Opis zadania — Policz wiersze poniższych rekordów, w których występuje słowo „cardboard”, biorąc pod uwagę wielkość liter. Proszę podać tylko liczbę.

Fragment pliku z danymi
****************************************

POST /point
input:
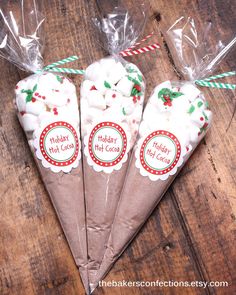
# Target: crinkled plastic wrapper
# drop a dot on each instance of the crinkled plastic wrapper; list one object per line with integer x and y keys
{"x": 47, "y": 109}
{"x": 175, "y": 119}
{"x": 112, "y": 97}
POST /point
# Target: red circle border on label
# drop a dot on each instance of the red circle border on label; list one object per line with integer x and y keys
{"x": 120, "y": 130}
{"x": 150, "y": 136}
{"x": 43, "y": 152}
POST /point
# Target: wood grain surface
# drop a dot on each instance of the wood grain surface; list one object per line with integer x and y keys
{"x": 191, "y": 236}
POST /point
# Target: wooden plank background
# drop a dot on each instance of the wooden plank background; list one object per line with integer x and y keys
{"x": 190, "y": 236}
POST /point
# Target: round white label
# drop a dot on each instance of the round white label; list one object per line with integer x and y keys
{"x": 159, "y": 155}
{"x": 107, "y": 144}
{"x": 57, "y": 145}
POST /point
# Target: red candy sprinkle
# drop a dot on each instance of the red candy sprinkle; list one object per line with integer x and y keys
{"x": 137, "y": 87}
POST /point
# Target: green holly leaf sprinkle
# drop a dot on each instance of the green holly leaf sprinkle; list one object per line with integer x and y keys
{"x": 191, "y": 109}
{"x": 130, "y": 70}
{"x": 35, "y": 87}
{"x": 175, "y": 94}
{"x": 107, "y": 85}
{"x": 164, "y": 91}
{"x": 205, "y": 116}
{"x": 134, "y": 80}
{"x": 134, "y": 92}
{"x": 59, "y": 79}
{"x": 29, "y": 97}
{"x": 140, "y": 78}
{"x": 29, "y": 94}
{"x": 199, "y": 104}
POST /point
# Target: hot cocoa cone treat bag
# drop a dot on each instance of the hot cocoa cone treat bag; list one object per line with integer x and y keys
{"x": 176, "y": 118}
{"x": 112, "y": 96}
{"x": 47, "y": 109}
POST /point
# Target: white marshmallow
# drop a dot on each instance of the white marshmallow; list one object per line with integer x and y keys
{"x": 208, "y": 113}
{"x": 93, "y": 71}
{"x": 112, "y": 97}
{"x": 128, "y": 108}
{"x": 21, "y": 102}
{"x": 35, "y": 108}
{"x": 45, "y": 116}
{"x": 96, "y": 100}
{"x": 102, "y": 85}
{"x": 197, "y": 118}
{"x": 92, "y": 114}
{"x": 199, "y": 104}
{"x": 116, "y": 73}
{"x": 29, "y": 122}
{"x": 194, "y": 134}
{"x": 107, "y": 64}
{"x": 125, "y": 86}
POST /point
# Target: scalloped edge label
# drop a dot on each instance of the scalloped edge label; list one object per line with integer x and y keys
{"x": 107, "y": 146}
{"x": 58, "y": 146}
{"x": 159, "y": 155}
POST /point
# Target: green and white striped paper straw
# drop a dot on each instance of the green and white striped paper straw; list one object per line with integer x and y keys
{"x": 54, "y": 67}
{"x": 209, "y": 83}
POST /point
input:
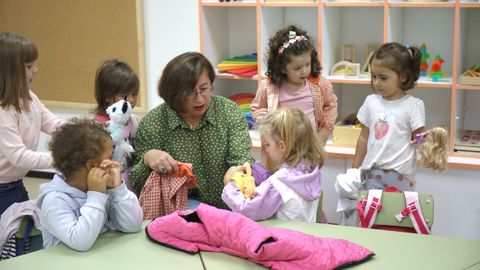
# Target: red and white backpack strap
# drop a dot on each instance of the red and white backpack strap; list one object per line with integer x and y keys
{"x": 413, "y": 210}
{"x": 368, "y": 209}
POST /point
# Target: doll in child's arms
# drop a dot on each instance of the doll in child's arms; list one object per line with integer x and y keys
{"x": 119, "y": 113}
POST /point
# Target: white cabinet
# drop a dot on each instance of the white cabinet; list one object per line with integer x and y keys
{"x": 449, "y": 28}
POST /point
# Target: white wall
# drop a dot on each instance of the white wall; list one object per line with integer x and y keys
{"x": 171, "y": 28}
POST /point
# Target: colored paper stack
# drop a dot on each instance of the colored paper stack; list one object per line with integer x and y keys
{"x": 243, "y": 101}
{"x": 243, "y": 66}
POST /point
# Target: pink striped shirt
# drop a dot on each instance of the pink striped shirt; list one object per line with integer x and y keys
{"x": 19, "y": 136}
{"x": 324, "y": 100}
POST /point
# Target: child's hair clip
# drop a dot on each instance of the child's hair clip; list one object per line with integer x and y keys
{"x": 421, "y": 137}
{"x": 292, "y": 34}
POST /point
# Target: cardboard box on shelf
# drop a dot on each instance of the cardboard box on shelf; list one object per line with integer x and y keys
{"x": 345, "y": 134}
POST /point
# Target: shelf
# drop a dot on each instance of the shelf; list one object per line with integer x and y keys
{"x": 469, "y": 5}
{"x": 228, "y": 76}
{"x": 422, "y": 5}
{"x": 468, "y": 87}
{"x": 364, "y": 79}
{"x": 230, "y": 4}
{"x": 353, "y": 4}
{"x": 447, "y": 28}
{"x": 427, "y": 83}
{"x": 289, "y": 4}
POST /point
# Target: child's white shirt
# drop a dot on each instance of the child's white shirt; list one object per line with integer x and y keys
{"x": 77, "y": 218}
{"x": 391, "y": 124}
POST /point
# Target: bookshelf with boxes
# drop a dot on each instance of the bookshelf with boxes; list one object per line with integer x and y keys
{"x": 449, "y": 29}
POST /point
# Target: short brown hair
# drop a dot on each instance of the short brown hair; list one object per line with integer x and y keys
{"x": 76, "y": 142}
{"x": 180, "y": 77}
{"x": 278, "y": 61}
{"x": 113, "y": 77}
{"x": 401, "y": 59}
{"x": 15, "y": 51}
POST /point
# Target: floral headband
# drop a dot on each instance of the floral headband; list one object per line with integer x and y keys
{"x": 292, "y": 38}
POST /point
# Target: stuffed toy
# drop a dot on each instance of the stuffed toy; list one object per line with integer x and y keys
{"x": 119, "y": 113}
{"x": 245, "y": 181}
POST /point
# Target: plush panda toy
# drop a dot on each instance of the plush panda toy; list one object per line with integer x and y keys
{"x": 119, "y": 113}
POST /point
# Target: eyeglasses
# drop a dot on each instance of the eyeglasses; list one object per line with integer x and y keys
{"x": 204, "y": 91}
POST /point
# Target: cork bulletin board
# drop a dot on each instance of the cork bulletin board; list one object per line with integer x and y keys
{"x": 73, "y": 38}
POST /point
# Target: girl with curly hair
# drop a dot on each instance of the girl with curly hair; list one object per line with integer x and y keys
{"x": 294, "y": 81}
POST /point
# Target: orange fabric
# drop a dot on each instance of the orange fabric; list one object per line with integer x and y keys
{"x": 163, "y": 194}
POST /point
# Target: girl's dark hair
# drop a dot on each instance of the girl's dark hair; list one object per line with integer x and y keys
{"x": 15, "y": 51}
{"x": 277, "y": 61}
{"x": 76, "y": 142}
{"x": 180, "y": 77}
{"x": 403, "y": 60}
{"x": 113, "y": 77}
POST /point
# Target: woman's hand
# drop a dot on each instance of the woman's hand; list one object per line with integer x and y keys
{"x": 262, "y": 113}
{"x": 97, "y": 180}
{"x": 113, "y": 171}
{"x": 231, "y": 171}
{"x": 160, "y": 162}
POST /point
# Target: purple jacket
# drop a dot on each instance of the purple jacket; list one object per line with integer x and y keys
{"x": 216, "y": 230}
{"x": 302, "y": 180}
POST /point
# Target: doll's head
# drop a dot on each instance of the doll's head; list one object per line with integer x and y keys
{"x": 286, "y": 44}
{"x": 433, "y": 151}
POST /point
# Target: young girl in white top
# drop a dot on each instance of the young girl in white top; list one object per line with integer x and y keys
{"x": 391, "y": 119}
{"x": 22, "y": 116}
{"x": 293, "y": 191}
{"x": 88, "y": 197}
{"x": 294, "y": 81}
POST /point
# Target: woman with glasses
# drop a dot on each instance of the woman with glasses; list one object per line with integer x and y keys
{"x": 192, "y": 126}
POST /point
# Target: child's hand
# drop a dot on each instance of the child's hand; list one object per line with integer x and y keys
{"x": 262, "y": 113}
{"x": 230, "y": 172}
{"x": 97, "y": 180}
{"x": 113, "y": 170}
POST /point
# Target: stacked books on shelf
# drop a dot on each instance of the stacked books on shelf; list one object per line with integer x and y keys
{"x": 243, "y": 66}
{"x": 243, "y": 101}
{"x": 469, "y": 140}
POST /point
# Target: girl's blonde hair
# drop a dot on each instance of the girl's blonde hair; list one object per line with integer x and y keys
{"x": 433, "y": 153}
{"x": 294, "y": 128}
{"x": 15, "y": 52}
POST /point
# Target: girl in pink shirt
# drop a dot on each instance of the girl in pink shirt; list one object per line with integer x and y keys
{"x": 114, "y": 81}
{"x": 294, "y": 81}
{"x": 22, "y": 116}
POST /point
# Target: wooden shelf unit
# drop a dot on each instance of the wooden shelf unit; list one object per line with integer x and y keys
{"x": 449, "y": 28}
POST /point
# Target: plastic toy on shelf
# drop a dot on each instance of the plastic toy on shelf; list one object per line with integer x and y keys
{"x": 471, "y": 76}
{"x": 243, "y": 66}
{"x": 423, "y": 62}
{"x": 437, "y": 72}
{"x": 346, "y": 68}
{"x": 243, "y": 101}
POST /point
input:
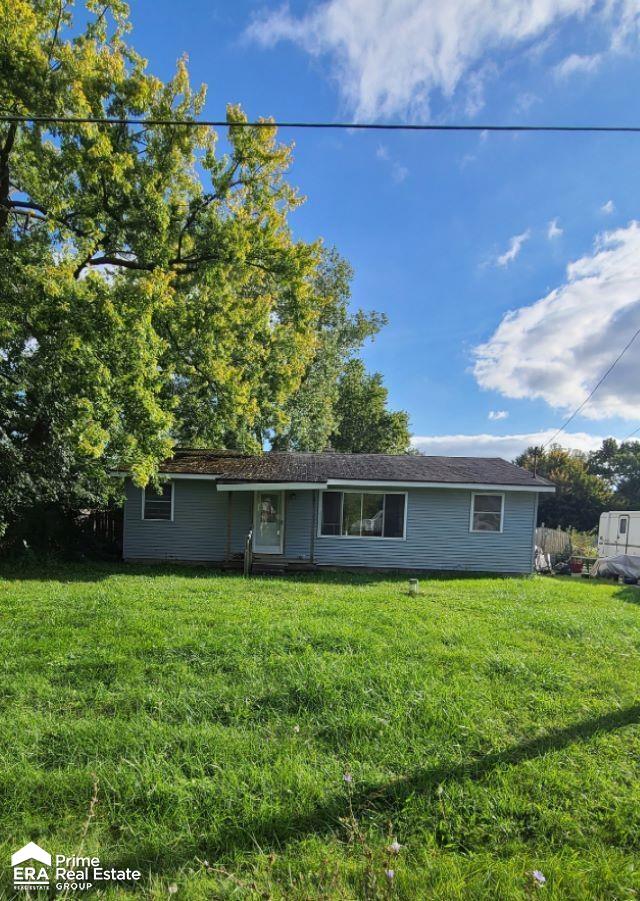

****************************************

Wynik zadania — 2